Retype the data below without altering anything.

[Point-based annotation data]
* * * *

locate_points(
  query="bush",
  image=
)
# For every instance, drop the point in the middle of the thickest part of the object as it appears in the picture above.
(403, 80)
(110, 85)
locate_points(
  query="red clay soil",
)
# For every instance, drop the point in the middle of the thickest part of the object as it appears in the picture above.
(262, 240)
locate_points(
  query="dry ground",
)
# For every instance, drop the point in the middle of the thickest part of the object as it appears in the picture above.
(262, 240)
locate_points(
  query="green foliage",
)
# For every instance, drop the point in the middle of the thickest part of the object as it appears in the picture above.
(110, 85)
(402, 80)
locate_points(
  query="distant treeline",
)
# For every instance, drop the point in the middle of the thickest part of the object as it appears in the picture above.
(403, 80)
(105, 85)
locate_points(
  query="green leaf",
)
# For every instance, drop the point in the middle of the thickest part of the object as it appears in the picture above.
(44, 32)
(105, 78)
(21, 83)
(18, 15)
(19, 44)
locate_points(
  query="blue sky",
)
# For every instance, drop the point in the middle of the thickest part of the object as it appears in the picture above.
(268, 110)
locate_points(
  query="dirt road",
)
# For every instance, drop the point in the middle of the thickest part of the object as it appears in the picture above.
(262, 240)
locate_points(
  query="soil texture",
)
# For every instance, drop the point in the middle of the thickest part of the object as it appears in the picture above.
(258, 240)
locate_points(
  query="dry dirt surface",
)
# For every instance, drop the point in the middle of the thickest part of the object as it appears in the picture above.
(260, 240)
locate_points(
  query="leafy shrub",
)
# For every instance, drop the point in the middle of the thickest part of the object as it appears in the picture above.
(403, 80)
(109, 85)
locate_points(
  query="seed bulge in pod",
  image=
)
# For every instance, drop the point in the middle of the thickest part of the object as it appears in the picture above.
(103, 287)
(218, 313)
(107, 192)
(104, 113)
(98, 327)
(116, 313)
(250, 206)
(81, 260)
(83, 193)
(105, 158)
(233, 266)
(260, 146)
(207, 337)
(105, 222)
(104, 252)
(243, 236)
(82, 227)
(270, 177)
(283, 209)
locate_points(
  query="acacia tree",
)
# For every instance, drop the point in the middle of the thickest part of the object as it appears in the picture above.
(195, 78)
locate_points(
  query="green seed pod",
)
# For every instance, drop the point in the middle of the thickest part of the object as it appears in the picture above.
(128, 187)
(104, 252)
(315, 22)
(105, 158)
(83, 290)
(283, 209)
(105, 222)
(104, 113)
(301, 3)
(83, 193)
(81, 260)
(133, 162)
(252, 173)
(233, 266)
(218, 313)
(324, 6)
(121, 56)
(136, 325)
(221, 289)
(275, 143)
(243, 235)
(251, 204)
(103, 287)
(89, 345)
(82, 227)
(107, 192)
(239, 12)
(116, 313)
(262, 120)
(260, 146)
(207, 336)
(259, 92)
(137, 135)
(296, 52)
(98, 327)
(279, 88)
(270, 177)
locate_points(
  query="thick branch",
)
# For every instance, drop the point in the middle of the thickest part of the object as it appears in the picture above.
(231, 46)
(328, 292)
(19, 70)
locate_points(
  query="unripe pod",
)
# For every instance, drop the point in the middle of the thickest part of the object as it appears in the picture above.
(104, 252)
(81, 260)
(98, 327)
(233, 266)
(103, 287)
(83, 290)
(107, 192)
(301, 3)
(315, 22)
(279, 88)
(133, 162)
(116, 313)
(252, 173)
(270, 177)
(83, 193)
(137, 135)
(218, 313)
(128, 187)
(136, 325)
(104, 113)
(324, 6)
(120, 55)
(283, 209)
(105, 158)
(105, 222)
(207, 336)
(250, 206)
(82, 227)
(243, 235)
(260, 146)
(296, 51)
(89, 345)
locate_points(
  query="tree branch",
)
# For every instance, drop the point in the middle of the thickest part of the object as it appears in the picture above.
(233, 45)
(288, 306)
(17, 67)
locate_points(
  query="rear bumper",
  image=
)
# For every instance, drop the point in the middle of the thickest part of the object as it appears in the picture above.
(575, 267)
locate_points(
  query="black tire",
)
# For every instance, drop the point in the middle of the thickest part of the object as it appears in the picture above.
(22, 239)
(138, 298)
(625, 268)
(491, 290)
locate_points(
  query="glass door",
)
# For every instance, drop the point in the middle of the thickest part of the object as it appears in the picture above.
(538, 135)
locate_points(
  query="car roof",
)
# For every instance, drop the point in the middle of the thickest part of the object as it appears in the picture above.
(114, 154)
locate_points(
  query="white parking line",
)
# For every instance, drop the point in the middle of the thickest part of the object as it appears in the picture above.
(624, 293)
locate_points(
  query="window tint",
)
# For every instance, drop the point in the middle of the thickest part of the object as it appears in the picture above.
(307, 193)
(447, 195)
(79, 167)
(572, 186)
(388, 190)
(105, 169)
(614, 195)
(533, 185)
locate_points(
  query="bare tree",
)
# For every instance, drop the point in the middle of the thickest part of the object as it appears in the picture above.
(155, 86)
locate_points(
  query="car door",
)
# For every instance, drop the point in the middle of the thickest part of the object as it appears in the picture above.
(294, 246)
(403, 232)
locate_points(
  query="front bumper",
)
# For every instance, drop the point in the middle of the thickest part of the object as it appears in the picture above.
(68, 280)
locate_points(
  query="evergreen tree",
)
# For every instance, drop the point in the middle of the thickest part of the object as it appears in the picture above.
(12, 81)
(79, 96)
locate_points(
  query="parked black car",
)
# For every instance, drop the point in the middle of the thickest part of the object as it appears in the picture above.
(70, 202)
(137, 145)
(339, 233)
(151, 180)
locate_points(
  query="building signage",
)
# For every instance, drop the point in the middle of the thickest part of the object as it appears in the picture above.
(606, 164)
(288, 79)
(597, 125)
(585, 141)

* * * *

* _ANSWER_
locate_points(
  query="bush",
  image=
)
# For every instance, drop the point in the middle of the thickest part of the object as it appears in the picture above.
(403, 80)
(110, 85)
locate_points(
  query="red clay soil",
)
# For every instance, drop the point in the middle of the thickest part of the object as it appears in the picture above.
(262, 240)
locate_points(
  query="dry ground",
)
# For every instance, drop the point in the middle of the thickest part of the object as it appears in the picture above.
(262, 240)
locate_points(
  query="green foliage",
)
# For every instance, drop the point in the middle of the thickest part of the object as it appears in the picture above.
(110, 85)
(402, 80)
locate_points(
  query="distant treeline",
)
# For every instance, drop the point in the middle of the thickest part of the object as it appears in the picture above.
(403, 80)
(105, 85)
locate_points(
  query="green leaf",
)
# For every instance, drop the point in the middle of the thickest part of the object as it appears in the picture above.
(44, 32)
(105, 78)
(21, 83)
(18, 15)
(19, 44)
locate_points(
  query="blue sky",
)
# For every instance, drop the point in the middle of the thickest part of the object as it appears in the picture above.
(268, 110)
locate_points(
  query="dirt road",
)
# For every instance, drop the point in the middle of the thickest part of the object as it appears in the picture above.
(262, 240)
locate_points(
  query="soil texture",
)
# For every instance, drop the point in the middle of the thickest part of the object as it appears in the picture above.
(258, 240)
locate_points(
  query="dry dirt surface",
)
# For every instance, drop the point in the middle of the thickest part of the object as it appears in the picture above.
(260, 240)
locate_points(
  query="leafy shrub",
)
# For every instance, drop the point in the middle of the thickest part of the object as it appears in the picture above.
(403, 80)
(109, 85)
locate_points(
  query="seed bulge in pod",
  image=
)
# For every instance, drop the point in the middle of the thickest part of the object as it appears in the picture above.
(103, 287)
(218, 313)
(107, 192)
(104, 113)
(98, 327)
(116, 313)
(250, 206)
(81, 260)
(83, 193)
(105, 158)
(233, 266)
(260, 146)
(207, 337)
(105, 222)
(104, 252)
(243, 236)
(82, 227)
(270, 177)
(283, 209)
locate_points(
  query="acacia tree",
)
# For every instance, drop the point in the middle of the thickest part of the object as it appears in the picture above.
(195, 78)
locate_points(
  query="green seed pod",
)
# For every instance, drop the point in the middle of the thickest part of the object as it appears in the picture above.
(128, 187)
(104, 252)
(315, 22)
(105, 158)
(83, 290)
(283, 209)
(105, 222)
(104, 113)
(301, 3)
(83, 193)
(81, 260)
(133, 162)
(252, 173)
(233, 266)
(218, 313)
(324, 6)
(121, 56)
(136, 325)
(221, 289)
(275, 143)
(243, 235)
(251, 204)
(103, 287)
(89, 345)
(82, 227)
(107, 192)
(239, 12)
(116, 313)
(262, 120)
(260, 146)
(207, 336)
(259, 92)
(137, 135)
(296, 52)
(98, 327)
(279, 88)
(270, 177)
locate_points(
  query="thick branch",
)
# For every instance, drop the point in the middle of the thickest part of the object as it appears in the picture above.
(231, 46)
(328, 292)
(19, 70)
locate_points(
  query="unripe pod",
)
# For every instance, drop the point in the middle of the thickest part of the object as it appears in the picture above.
(104, 252)
(81, 260)
(98, 327)
(233, 266)
(103, 287)
(83, 290)
(107, 192)
(301, 3)
(315, 22)
(279, 88)
(133, 162)
(116, 313)
(252, 173)
(270, 177)
(83, 193)
(137, 135)
(218, 313)
(128, 187)
(136, 325)
(104, 113)
(324, 6)
(120, 55)
(283, 209)
(105, 158)
(105, 222)
(207, 336)
(250, 206)
(82, 227)
(243, 235)
(260, 146)
(296, 51)
(89, 345)
locate_points(
  query="tree branch",
)
# For every instance, drop the point in the middle of the thickest part of the object as it appears in the picture above.
(233, 45)
(288, 306)
(17, 67)
locate_points(
  query="rear bumper",
  image=
)
# For every instance, drop the point in the middle of the thickest part of the object as it appears in the picture above.
(575, 267)
locate_points(
  query="black tire",
)
# For every instance, drop the point in the middle of the thickest part of the object as it appears in the picture above.
(22, 239)
(138, 298)
(625, 268)
(491, 290)
locate_points(
  query="glass door",
)
# For every instance, drop the point in the middle of the thickest part of the object as it appears in the picture above.
(538, 135)
locate_points(
  query="car roof",
)
# For every instance, drop the point in the middle of the thickest part of the object as it appears in the picture above.
(114, 154)
locate_points(
  query="white parking line",
)
# For every instance, drop the point in the middle of the thickest part of the object as it appears in the picture above.
(624, 293)
locate_points(
  query="window tint",
)
# For every instance, drop the point in the middle of the thickest part of the object as it appears in the picture above.
(307, 193)
(447, 195)
(79, 167)
(572, 186)
(388, 190)
(105, 169)
(614, 195)
(533, 185)
locate_points(
  query="bare tree",
)
# For every instance, drop the point in the middle of the thickest part of the object as it appears in the picture above.
(155, 86)
locate_points(
  query="car door",
)
# For every instance, drop the point in the middle of the thickest part of the object as it appears in the picture above.
(294, 246)
(403, 232)
locate_points(
  query="front bumper",
)
# For every instance, drop the point in the middle of the thickest part of the object as it appears in the picture above.
(68, 280)
locate_points(
  query="evergreen tree",
)
# For every instance, drop the point in the middle of the thickest part of the object as it appears in the picture above.
(12, 81)
(79, 96)
locate_points(
  query="parked black car",
)
# For every instance, drop the point in the middle of the thickest part of the object as it appears in the picture above.
(70, 202)
(137, 145)
(339, 233)
(151, 180)
locate_points(
  query="building signage",
)
# For every instance, drop the point in the middle of the thickest part of the object as it appears in the picture above.
(606, 164)
(288, 79)
(597, 125)
(585, 141)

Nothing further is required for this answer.